YOUR ASSIGNMENT -> When you retype the data, keep every word exactly and include none of the pictures.

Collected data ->
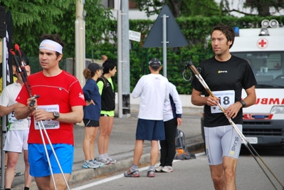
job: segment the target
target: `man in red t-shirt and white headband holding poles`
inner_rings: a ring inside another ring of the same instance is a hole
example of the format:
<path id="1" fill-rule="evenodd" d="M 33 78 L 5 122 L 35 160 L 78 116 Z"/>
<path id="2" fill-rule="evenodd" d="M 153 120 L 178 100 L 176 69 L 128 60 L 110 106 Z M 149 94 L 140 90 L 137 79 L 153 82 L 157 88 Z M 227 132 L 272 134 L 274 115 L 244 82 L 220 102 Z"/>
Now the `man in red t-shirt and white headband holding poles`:
<path id="1" fill-rule="evenodd" d="M 57 189 L 66 189 L 65 179 L 69 181 L 74 158 L 73 123 L 83 120 L 85 99 L 77 78 L 59 68 L 64 43 L 60 36 L 44 34 L 39 46 L 39 62 L 43 70 L 28 77 L 31 89 L 22 88 L 16 101 L 16 118 L 31 115 L 31 127 L 28 134 L 28 162 L 30 174 L 34 176 L 39 189 L 53 189 L 51 171 L 46 163 L 46 143 Z M 29 92 L 29 93 L 28 93 Z M 39 95 L 38 99 L 31 97 Z M 33 106 L 30 105 L 35 100 Z M 46 129 L 52 144 L 43 137 L 39 127 Z M 61 174 L 52 147 L 63 170 Z"/>

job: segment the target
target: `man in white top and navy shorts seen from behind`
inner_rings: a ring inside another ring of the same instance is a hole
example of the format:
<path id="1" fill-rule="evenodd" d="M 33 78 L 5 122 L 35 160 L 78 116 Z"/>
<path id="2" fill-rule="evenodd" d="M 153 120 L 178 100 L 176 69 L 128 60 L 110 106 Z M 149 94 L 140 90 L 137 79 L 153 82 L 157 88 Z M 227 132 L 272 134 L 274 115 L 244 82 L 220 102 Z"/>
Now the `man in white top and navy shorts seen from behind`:
<path id="1" fill-rule="evenodd" d="M 132 97 L 140 97 L 136 142 L 132 167 L 125 171 L 127 177 L 140 176 L 138 164 L 143 153 L 144 140 L 151 141 L 151 165 L 147 176 L 154 177 L 154 165 L 159 156 L 158 140 L 165 139 L 163 108 L 164 102 L 169 99 L 169 80 L 159 74 L 162 65 L 159 59 L 152 58 L 149 62 L 149 75 L 143 75 L 136 84 Z"/>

PROBLEM SOLUTION ->
job: segment the target
target: `man in red t-shirt and white headband holding poles`
inner_rings: a ring inside another ring of the same instance is a hole
example of the format:
<path id="1" fill-rule="evenodd" d="M 33 78 L 5 122 L 35 160 L 78 116 Z"/>
<path id="2" fill-rule="evenodd" d="M 153 120 L 178 100 L 176 69 L 128 60 L 110 106 Z M 149 94 L 140 90 L 137 79 L 153 82 L 157 88 Z M 227 132 L 272 134 L 274 115 L 244 82 L 220 102 Z"/>
Now the `man in red t-shirt and white headband holding poles`:
<path id="1" fill-rule="evenodd" d="M 57 189 L 66 189 L 65 179 L 69 181 L 74 158 L 73 123 L 83 120 L 85 99 L 77 78 L 59 68 L 64 43 L 60 36 L 44 34 L 39 46 L 39 62 L 43 70 L 28 77 L 31 89 L 22 88 L 16 101 L 16 118 L 31 115 L 31 127 L 28 134 L 28 162 L 30 174 L 34 176 L 39 189 L 53 189 L 51 171 L 46 163 L 46 143 Z M 29 92 L 29 93 L 28 93 Z M 39 95 L 38 99 L 31 97 Z M 33 106 L 30 105 L 35 100 Z M 46 129 L 52 144 L 43 137 L 39 127 Z M 61 174 L 52 147 L 63 170 Z"/>

job: segment the target
target: `man in white top and navy shorts seen from behind`
inner_rings: a ring inside another ring of the same instance is a hole
example of the format:
<path id="1" fill-rule="evenodd" d="M 33 78 L 5 122 L 35 160 L 78 116 Z"/>
<path id="2" fill-rule="evenodd" d="M 153 120 L 178 100 L 176 69 L 128 60 L 110 106 Z M 149 94 L 140 90 L 137 79 L 153 82 L 157 88 Z M 227 132 L 272 134 L 274 115 L 244 82 L 220 102 Z"/>
Now the `man in white top and navy shorts seen from behind`:
<path id="1" fill-rule="evenodd" d="M 132 97 L 140 97 L 136 142 L 132 167 L 125 171 L 127 177 L 140 176 L 138 164 L 143 153 L 144 140 L 151 141 L 151 165 L 147 176 L 154 177 L 154 165 L 159 156 L 158 140 L 165 139 L 163 108 L 164 102 L 169 99 L 169 80 L 159 74 L 162 65 L 159 59 L 152 58 L 149 62 L 149 75 L 143 75 L 136 84 Z"/>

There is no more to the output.